• [ABOUT THIS EXERCISE]
The answer is every record that follows, printed exactly.

• [Stored data entries]
<<<<

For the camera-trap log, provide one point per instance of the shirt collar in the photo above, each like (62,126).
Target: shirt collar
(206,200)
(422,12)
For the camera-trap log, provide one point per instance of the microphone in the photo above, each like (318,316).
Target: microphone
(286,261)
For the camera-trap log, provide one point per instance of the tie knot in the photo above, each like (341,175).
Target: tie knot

>>>>

• [OUTPUT BELOW]
For the camera-trap log, provide one point per instance of the shirt collar in the photo above, each like (62,126).
Target: shirt collar
(206,200)
(422,12)
For the camera-trap log, provide one point per instance of the microphone in the photo above, each like (318,316).
Target: microphone
(286,261)
For the camera-trap log, provide one point per instance of the tie knot in the photo above, each like (341,175).
Target: tie knot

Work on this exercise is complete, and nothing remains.